- **Actions to take**
1/ Reproduce everything in the compression text from "An example of" down to "via satellite services.", renaming "string" to "sequence" wherever it occurs.
2/ List the methods of compression that the compression text names.
===== Extracted text
In practice, lossy data compression will also come to a point where compressing again does not work, although an extremely lossy algorithm, which for example always removes the last byte of a file, will always compress a file up to the point where it is empty.
An example of lossless vs. lossy compression is the following string:
25.888888888
This string can be compressed as:
25.[9]8
Interpreted as, "twenty five point 9 eights", the original string is perfectly recreated, just written in a smaller form. In a lossy system, using
26
instead, the original data is lost, at the benefit of a smaller file size.
Video compression
Video compression refers to reducing the quantity of data used to represent video images and is a straight forward combination of image compression and motion compensation This article deals with its applications: compressed video can effectively reduce the bandwidth required to transmit digital video via terrestrial broadcast, via cable, or via satellite services.
Most video compression is lossy, i.e. it operates on the premise that much of the data present before compression is not necessary for achieving good perceptual quality. For example, DVDs use a video coding standard called MPEG-2 that can compress ~2 hours of video data by 15 to 30 times while still producing a picture quality that is generally considered high quality for standard-definition video. Video compression, like data compression, is a tradeoff between disk space, video quality and the cost of hardware required to decompress the video in a reasonable time. However, if the video is overcompressed in a lossy manner, visible (and sometimes distracting) artifacts can appear.
Method
Video compression typically operates on square-shaped groups of neighboring pixels, often called a macroblock. These pixel groups or blocks of pixels are compared from one frame to the next and the video compression codec (encode-decode scheme) sends only the differences within those blocks. This works extremely well if the video has no motion. A still frame of text, for example, can be repeated with very little transmitted data. In areas of video with more motion, more pixels change from one frame to the next. When more pixels change, the video compression scheme must send more data to keep up with the larger number of pixels that are changing. If the video content includes an explosion, flames, a flock of thousands of birds, or any other image with a great deal of high frequency detail, the quality will decrease,
Video is basically a three-dimensional array of color pixels. Two dimensions serve as spatial (horizontal and vertical) directions of the moving pictures, and one dimension represents the time domain. A data frame is a set of all pixels that correspond to a single time moment. Basically, a frame is the same as a still picture.
Video data contains spatial and temporal redundancy. Similarities can thus be encoded by merely registering differences within a frame (spatial) and/or between frames (temporal). Spatial encoding is performed by taking advantage of the fact that the human eye is unable to distinguish small differences in color as easily as it can changes in brightness and so very similar areas of color can be "averaged out" in a similar way to jpeg images (JPEG image compression FAQ, part 1/) With temporal compression only the changes from one frame to the next are encoded as often a large number of the pixels will be the same on a series of frames.
Some forms of data compression are lossless. This means that when the data is decompressed, the result is a bit-for-bit perfect match with the original. While lossless compression of video is possible, it is rarely used. This is because any lossless compression system will sometimes result in a file (or portions of) that is as large and/or has the same data rate as the uncompressed original. As a result, all hardware in a lossless system would have to be able to run fast enough to handle uncompressed video as well. This eliminates much of the benefit of compressing the data in the first place. For example, digital videotape can't vary its data rate easily so dealing with short bursts of maximum-data-rate video would be more complicated than something that was fixed at the maximum rate all the time. At its most basic level, compression is performed when an input video stream is analyzed and information that is indiscernible to the viewer is discarded. Each event is then assigned a code - commonly occurring events are assigned few bits and rare events will have codes more bits. These steps are commonly called signal analysis, quantization and variable length encoding respectively. There are four methods for compression, discrete cosine transform (DCT), vector quantization (VQ), fractal compression, and discrete wavelet transform (DWT).
==========
===== Records supplied
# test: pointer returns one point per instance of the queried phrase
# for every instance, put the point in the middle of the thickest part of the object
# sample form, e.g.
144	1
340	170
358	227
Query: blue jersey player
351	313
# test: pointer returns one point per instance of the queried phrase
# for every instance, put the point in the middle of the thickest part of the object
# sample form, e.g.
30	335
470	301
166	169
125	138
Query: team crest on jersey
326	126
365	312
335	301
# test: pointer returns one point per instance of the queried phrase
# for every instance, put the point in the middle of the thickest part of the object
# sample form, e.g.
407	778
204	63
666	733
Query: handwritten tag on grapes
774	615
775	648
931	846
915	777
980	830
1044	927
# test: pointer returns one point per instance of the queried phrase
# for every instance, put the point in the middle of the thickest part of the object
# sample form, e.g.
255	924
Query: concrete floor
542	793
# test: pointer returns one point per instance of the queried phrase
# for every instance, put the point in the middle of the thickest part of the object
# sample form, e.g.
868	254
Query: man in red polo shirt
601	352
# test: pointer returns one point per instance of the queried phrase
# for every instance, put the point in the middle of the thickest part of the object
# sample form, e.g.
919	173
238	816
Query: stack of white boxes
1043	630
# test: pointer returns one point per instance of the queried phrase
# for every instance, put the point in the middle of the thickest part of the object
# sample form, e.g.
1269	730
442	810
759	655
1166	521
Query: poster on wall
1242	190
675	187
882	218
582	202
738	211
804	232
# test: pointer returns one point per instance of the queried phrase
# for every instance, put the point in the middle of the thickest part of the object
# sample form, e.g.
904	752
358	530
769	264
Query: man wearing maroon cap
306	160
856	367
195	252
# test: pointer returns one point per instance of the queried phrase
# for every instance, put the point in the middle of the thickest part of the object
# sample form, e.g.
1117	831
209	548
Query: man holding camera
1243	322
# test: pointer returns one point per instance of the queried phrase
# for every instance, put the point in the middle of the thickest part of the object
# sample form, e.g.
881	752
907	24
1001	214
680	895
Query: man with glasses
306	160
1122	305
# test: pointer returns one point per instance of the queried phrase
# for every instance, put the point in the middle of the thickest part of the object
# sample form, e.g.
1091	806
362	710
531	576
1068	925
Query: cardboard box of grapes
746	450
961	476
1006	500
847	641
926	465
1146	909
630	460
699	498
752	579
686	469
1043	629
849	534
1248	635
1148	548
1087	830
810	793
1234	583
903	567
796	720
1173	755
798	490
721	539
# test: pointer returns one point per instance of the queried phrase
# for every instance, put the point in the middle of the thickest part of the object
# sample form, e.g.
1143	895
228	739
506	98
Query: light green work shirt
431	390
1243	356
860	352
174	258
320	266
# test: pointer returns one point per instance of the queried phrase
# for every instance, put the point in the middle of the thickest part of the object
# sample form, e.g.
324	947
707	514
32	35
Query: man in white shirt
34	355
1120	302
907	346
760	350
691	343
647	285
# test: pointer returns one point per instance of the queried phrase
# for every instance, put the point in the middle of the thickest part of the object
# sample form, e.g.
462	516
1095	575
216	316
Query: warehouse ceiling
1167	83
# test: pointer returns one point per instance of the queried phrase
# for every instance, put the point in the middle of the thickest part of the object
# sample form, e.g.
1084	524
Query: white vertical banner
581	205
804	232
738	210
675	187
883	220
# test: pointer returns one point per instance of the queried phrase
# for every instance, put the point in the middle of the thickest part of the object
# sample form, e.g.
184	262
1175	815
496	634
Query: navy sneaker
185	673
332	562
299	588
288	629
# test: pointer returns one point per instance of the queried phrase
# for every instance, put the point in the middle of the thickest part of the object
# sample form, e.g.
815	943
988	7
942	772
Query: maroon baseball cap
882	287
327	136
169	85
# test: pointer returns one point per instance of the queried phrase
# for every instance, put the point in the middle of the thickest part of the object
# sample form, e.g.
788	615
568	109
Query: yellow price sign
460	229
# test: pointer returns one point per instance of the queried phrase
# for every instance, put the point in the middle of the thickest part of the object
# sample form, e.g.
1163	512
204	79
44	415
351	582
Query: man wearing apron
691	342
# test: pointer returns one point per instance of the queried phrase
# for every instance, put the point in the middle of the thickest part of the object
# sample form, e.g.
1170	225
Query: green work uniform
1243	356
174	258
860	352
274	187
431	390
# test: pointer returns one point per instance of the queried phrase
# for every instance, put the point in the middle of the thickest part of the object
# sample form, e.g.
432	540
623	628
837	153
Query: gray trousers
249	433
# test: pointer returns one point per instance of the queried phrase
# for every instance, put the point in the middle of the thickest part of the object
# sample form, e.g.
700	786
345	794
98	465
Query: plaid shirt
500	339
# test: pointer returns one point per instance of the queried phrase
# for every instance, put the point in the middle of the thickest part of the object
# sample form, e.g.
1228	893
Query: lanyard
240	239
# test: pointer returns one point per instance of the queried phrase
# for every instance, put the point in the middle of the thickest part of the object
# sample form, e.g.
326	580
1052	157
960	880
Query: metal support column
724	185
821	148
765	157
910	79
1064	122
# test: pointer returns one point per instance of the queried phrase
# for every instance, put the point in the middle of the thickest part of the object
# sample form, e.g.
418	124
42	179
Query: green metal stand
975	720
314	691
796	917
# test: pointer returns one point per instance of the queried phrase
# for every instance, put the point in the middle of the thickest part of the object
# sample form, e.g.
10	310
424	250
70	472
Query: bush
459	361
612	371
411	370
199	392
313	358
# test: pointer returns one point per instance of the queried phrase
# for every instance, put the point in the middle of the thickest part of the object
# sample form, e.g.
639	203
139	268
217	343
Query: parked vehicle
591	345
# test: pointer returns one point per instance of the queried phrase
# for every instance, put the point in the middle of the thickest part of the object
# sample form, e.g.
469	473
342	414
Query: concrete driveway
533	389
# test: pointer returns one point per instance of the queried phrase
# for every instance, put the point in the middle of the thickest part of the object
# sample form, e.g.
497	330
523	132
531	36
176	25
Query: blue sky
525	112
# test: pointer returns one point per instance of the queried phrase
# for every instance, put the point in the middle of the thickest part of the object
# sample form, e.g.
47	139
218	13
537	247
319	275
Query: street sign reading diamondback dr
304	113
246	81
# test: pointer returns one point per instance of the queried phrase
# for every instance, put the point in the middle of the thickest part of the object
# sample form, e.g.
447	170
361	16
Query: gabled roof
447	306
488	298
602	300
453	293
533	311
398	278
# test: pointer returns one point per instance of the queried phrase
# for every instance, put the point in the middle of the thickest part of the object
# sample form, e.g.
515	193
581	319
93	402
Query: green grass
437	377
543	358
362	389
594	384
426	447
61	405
==========
- **Correct answers**
1/
An example of lossless vs. lossy compression is the following sequence:
25.888888888
This sequence can be compressed as:
25.[9]8
Interpreted as, "twenty five point 9 eights", the original sequence is perfectly recreated, just written in a smaller form. In a lossy system, using
26
instead, the original data is lost, at the benefit of a smaller file size.
Video compression
Video compression refers to reducing the quantity of data used to represent video images and is a straight forward combination of image compression and motion compensation This article deals with its applications: compressed video can effectively reduce the bandwidth required to transmit digital video via terrestrial broadcast, via cable, or via satellite services.

2/
- Discrete cosine transform (DCT)
- Vector quantization (VQ)
- Fractal compression
- Discrete wavelet transform (DWT)